**TEXTO FORNECIDO**
▼▼▼

Longas horas de trabalho compensam?
Recentemente surgiu uma notícia sobre os longos horários de trabalho de colaboradores do Goldman Sachs. Alguns analistas afirmam ter semanas de trabalho de 100h, sem qualquer dia de folga. As horas para dormir também não são muitas, andam a rondar as 4h/5h. Assumindo que as horas de trabalho são distribuídas de igual forma por todos os dias da semana, 100h semanais são mais de 14h/dia. Se assumirmos que não se trabalha ao Sábado, os analistas passam mais de 16h/dia no escritório. Tendo em conta que necessitam de se deslocar para casa, alimentar-se, dormir e todas as atividades normais que um ser humano precisa, rapidamente se percebe que a atividade mais sacrificada é mesmo o sono. Muitos deles entendem que é o preço a pagar para fazer parte de um banco de investimento de prestígio, como é o caso do Goldman Sachs, mas pessoalmente, considero que este tipo de horários de trabalho é muito pouco sustentável. O ser humano não é uma máquina, não evoluímos de forma a poder trabalhar mais, muito pelo contrário. Sou uma das pessoas que acredita que mais horas de trabalho não significa mais produtividade. O cérebro não consegue manter o foco durante tantas horas, ainda por cima sem descanso adequado. Muitos profissionais enganam o cérebro tomando todo o tipo de drogas que lhes permite estarem mais focados e mais despertos. É um pouco como o uso de drogas no ciclismo. Quando se fala em resistência sobre-humana, existe sempre o factor "ajuda externa"!

▲▲▲

**LINHAS**
▼▼▼

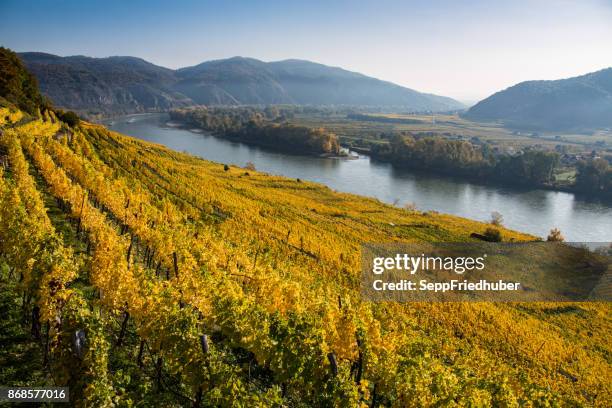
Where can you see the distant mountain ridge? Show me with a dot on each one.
(117, 85)
(578, 103)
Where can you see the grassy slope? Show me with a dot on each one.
(298, 245)
(536, 339)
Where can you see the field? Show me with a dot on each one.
(153, 278)
(356, 130)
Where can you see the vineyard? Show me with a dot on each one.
(147, 277)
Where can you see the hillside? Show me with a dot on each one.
(159, 278)
(104, 85)
(126, 84)
(575, 104)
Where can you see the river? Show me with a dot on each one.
(532, 211)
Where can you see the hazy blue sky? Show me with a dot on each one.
(463, 49)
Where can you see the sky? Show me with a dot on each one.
(465, 49)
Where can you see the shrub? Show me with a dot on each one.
(492, 235)
(555, 236)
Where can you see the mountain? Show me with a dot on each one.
(17, 85)
(127, 84)
(104, 85)
(579, 103)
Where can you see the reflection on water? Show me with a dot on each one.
(533, 211)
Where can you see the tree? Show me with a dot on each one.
(555, 236)
(497, 218)
(17, 84)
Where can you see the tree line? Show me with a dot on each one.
(457, 157)
(263, 127)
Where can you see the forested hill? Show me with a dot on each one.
(579, 103)
(139, 276)
(126, 84)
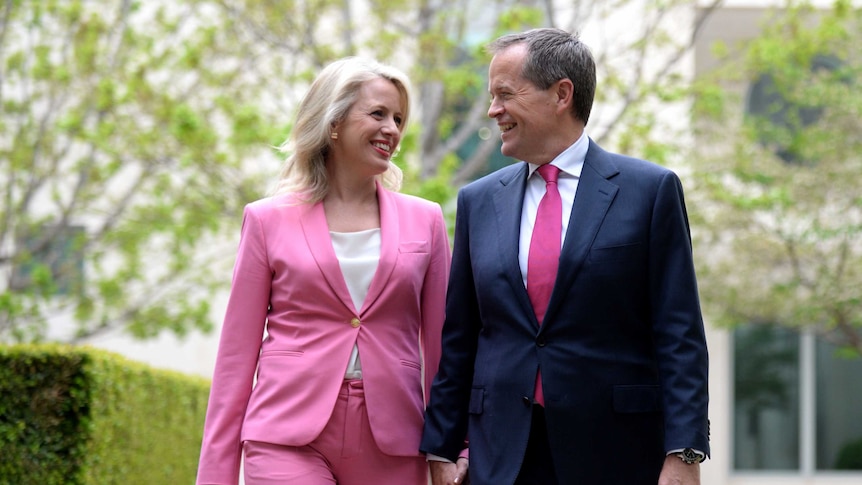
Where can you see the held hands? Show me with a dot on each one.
(677, 472)
(447, 473)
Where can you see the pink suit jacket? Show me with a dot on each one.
(287, 282)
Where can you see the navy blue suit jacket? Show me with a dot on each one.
(622, 348)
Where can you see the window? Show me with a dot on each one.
(796, 402)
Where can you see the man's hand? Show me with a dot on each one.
(447, 473)
(677, 472)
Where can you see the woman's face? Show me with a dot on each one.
(370, 131)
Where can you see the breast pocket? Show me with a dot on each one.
(414, 247)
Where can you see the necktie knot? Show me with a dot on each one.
(549, 172)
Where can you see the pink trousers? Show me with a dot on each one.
(344, 454)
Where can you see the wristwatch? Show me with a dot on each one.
(690, 456)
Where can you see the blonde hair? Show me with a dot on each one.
(330, 97)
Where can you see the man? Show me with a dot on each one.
(576, 356)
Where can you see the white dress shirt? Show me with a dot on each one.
(358, 254)
(570, 163)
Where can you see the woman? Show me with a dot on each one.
(336, 305)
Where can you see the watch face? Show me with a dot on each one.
(689, 456)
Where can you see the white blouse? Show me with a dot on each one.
(358, 254)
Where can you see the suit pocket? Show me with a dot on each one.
(414, 247)
(477, 400)
(619, 252)
(637, 398)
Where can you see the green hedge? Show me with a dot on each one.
(81, 416)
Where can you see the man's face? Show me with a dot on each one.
(525, 114)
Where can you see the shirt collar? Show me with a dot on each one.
(571, 160)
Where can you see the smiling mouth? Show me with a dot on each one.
(382, 146)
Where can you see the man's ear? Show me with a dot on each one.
(564, 90)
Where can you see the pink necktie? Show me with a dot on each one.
(544, 256)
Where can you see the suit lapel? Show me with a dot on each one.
(592, 201)
(390, 235)
(508, 203)
(316, 231)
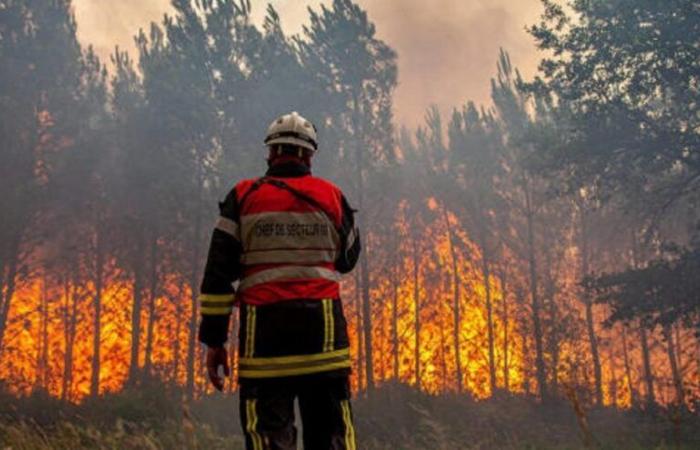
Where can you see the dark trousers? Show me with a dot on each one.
(267, 412)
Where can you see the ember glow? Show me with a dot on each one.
(507, 248)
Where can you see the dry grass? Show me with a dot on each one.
(395, 418)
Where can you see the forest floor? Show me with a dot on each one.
(394, 417)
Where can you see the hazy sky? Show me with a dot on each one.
(447, 48)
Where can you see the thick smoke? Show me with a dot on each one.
(447, 48)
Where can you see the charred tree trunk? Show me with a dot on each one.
(588, 303)
(194, 285)
(7, 289)
(613, 379)
(364, 257)
(395, 319)
(70, 315)
(360, 333)
(506, 319)
(541, 373)
(673, 361)
(456, 306)
(137, 294)
(646, 361)
(97, 306)
(152, 298)
(553, 346)
(43, 355)
(417, 322)
(628, 371)
(486, 274)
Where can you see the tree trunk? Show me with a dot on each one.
(97, 306)
(152, 298)
(360, 341)
(541, 373)
(613, 380)
(486, 274)
(675, 371)
(194, 285)
(417, 321)
(9, 288)
(506, 319)
(364, 257)
(137, 294)
(43, 366)
(456, 306)
(590, 326)
(395, 320)
(628, 371)
(646, 361)
(69, 323)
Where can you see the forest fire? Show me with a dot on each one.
(512, 273)
(49, 341)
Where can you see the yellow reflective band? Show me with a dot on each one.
(216, 298)
(252, 423)
(283, 360)
(288, 273)
(250, 332)
(349, 429)
(216, 310)
(228, 226)
(328, 325)
(248, 373)
(293, 365)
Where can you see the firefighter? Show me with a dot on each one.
(286, 237)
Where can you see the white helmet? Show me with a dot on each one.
(292, 129)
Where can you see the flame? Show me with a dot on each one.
(48, 343)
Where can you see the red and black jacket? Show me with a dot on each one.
(286, 238)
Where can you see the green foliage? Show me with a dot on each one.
(398, 417)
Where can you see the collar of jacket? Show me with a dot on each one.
(288, 169)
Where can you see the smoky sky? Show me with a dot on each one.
(447, 49)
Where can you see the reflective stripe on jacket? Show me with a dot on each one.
(289, 234)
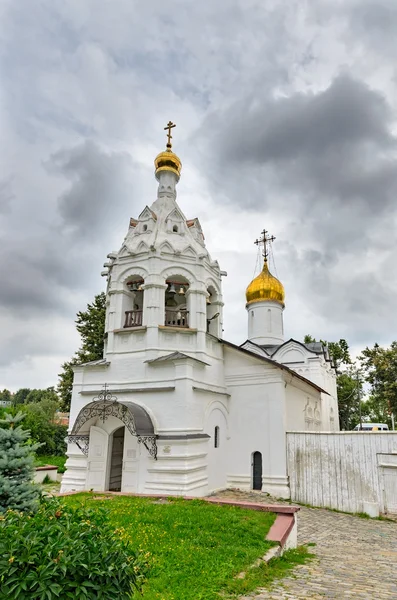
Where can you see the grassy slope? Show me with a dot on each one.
(195, 549)
(58, 461)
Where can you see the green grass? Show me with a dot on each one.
(195, 549)
(58, 461)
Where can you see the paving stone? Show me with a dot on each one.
(355, 558)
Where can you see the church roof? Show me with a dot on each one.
(175, 356)
(274, 364)
(314, 347)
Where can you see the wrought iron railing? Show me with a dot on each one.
(176, 318)
(133, 318)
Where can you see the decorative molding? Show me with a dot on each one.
(132, 390)
(81, 441)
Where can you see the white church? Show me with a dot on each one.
(172, 408)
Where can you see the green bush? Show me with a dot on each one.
(64, 552)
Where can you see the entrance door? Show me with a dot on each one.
(116, 460)
(97, 459)
(257, 471)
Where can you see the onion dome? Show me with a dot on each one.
(167, 161)
(265, 287)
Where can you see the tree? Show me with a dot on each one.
(5, 396)
(339, 351)
(350, 390)
(34, 396)
(380, 366)
(17, 492)
(20, 396)
(347, 382)
(40, 420)
(91, 326)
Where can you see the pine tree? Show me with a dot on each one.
(91, 326)
(17, 492)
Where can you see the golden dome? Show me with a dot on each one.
(265, 287)
(168, 161)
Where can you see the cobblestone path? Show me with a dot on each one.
(355, 558)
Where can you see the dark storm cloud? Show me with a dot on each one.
(325, 163)
(334, 144)
(98, 189)
(37, 272)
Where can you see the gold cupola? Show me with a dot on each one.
(168, 160)
(265, 287)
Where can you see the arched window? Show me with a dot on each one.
(216, 437)
(133, 302)
(213, 314)
(176, 313)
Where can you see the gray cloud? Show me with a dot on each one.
(285, 137)
(99, 189)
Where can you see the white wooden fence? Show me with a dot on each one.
(343, 470)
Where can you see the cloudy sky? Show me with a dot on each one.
(286, 119)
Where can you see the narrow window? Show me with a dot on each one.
(216, 437)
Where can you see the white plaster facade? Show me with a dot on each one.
(194, 407)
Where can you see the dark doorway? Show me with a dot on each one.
(257, 471)
(116, 460)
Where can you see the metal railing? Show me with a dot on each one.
(176, 318)
(133, 318)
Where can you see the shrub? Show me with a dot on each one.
(17, 491)
(63, 552)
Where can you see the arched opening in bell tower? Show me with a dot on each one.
(176, 302)
(212, 312)
(133, 302)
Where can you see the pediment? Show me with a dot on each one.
(124, 252)
(142, 247)
(175, 215)
(189, 251)
(147, 215)
(291, 351)
(166, 248)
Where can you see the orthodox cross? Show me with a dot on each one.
(169, 126)
(265, 240)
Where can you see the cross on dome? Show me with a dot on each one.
(170, 125)
(265, 241)
(168, 161)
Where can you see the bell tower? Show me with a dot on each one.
(163, 286)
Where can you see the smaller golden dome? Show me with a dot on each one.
(265, 287)
(167, 161)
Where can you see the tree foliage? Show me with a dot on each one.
(63, 552)
(380, 367)
(17, 492)
(91, 326)
(339, 351)
(40, 419)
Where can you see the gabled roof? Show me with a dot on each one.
(274, 363)
(101, 362)
(313, 347)
(174, 356)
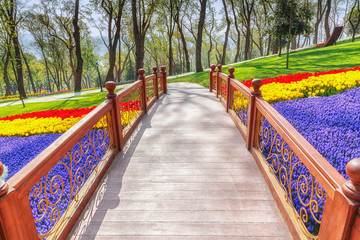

▲▲▲

**OBJETIVOS**
(A) De acordo com o texto sobre as longas horas de trabalho, quantas horas dormem, aproximadamente, os analistas do Goldman Sachs?
(B) Prolongue o texto sobre as longas horas de trabalho, dando-lhe seguimento a partir da sua última frase.

**RESULTADOS ESPERADOS**
(A) Cerca de 4 a 5 horas.

(B)
Onde quero chegar com todo este discurso? Bom, eu sou um apoiante de ritmos de trabalho sustentados. Sou o primeiro a dizer que se for necessário fazer um esforço durante um período de tempo, estou totalmente disponível. O problema é quando o esforço se prolonga durante todo o ano, seja por excesso de trabalho atribuído às pessoas, seja por problemas no planeamento. As novas gerações de profissionais procuram muito mais equilíbrio e flexibilidade. Não querem estar fechados num escritório 16h/dia durante meses ou anos, simplesmente preferem desistir e seguir em frente. Um profissional está no seu melhor se tiver descanso adequado. Veja-se o caso do Horta Osório quando foi nomeado CEO do Lloyds Bank. Após alguns meses sucumbiu a um burnout por excesso de trabalho. Desde aí é um grande defensor de um equilíbrio entre trabalho e descanso. Estes temas não são brincadeira, e devem ser encarados muito a sério. Em alguns países já é mal visto ficar a trabalhar até mais tarde, que é exatamente o contrário do que acontece em Portugal. Normalmente, por terras Lusas, quem fica até mais tarde é que é o esforçado, mesmo que produza metade daquele que entra 30m mais cedo, termina todas as suas tarefas e sai na hora estabelecida em contrato.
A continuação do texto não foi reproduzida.